### Items listed in a dataset

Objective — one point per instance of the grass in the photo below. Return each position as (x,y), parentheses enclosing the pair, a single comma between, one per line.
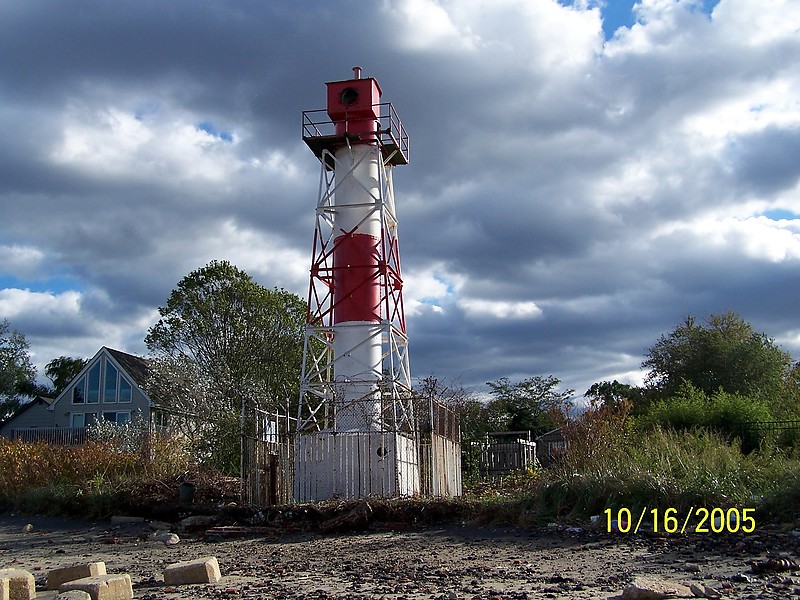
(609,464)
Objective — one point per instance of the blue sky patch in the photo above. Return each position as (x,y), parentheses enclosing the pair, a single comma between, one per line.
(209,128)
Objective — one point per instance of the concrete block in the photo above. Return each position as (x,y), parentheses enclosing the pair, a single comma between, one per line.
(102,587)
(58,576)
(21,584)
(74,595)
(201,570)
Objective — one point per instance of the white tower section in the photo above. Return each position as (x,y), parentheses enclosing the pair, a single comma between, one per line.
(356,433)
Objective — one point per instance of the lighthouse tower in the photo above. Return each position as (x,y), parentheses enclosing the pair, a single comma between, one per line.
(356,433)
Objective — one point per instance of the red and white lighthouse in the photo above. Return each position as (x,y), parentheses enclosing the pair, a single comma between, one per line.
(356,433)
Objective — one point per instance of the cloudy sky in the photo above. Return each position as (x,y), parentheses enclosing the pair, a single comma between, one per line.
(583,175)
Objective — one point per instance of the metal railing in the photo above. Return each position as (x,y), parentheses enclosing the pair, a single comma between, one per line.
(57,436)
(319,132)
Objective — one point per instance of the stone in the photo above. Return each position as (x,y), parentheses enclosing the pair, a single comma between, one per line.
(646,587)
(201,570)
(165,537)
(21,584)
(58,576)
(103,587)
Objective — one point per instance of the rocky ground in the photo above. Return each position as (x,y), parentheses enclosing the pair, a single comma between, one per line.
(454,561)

### Short problem
Arrange every line of the rows above as a JSON list of strings, one string per line, with blank lines dropped. Leave the pictures out.

### Answer for the task
[
  "Objective — one point per instance of the grass in the photo below. Return each position as (x,y), parentheses enclosing the pair, a single comma between, one per line.",
  "(609,464)",
  "Objective — one point per instance of the blue sky patch in the photo above. Return each position as (x,y), parentheses enclosing the pair, a single comma between, one per line.",
  "(209,128)",
  "Objective — one point per instance of the concrete block in the photo above. Return each position as (x,y), parentheses enclosing the pair, a single comma between, one per line.",
  "(102,587)",
  "(58,576)",
  "(21,584)",
  "(74,595)",
  "(201,570)",
  "Objective — one point per instance of the white tower section in the photo above. Return each position as (x,y), parentheses enclosing the pair, a single comma between, one per line.",
  "(356,433)",
  "Objective — one point per instance of the lighthouse tower in the photo above. Return each position as (x,y), parentheses enclosing the pair, a single comma between, one per line.",
  "(356,433)",
  "Objective — one point per instance of the red and white lighthouse in the photo above. Return each position as (x,y), parentheses enclosing the pair, a single comma between, one per line.",
  "(356,433)",
  "Objective — one point per instance of the cloudy sky in the photo above. Return each position as (x,y), parentheses enclosing the pair, a single comma between, one per line.",
  "(583,175)",
  "Objective — one point per instance of the metal railing in the photo above. Return each position as (x,y), parentheses enclosing the pair, a single comma between, one per line.",
  "(57,436)",
  "(319,132)",
  "Objective — one point per instance of the stone in the photo above. Return each position as (x,y), parentheses enclosing the pair, a single comma between, one per line.",
  "(646,587)",
  "(201,570)",
  "(165,537)",
  "(21,584)",
  "(58,576)",
  "(103,587)",
  "Objective — one point per instance of the rocky ground in the photo above. Return each position as (x,y), parentheses enclosing the pair, a single comma between, one per line.",
  "(454,561)"
]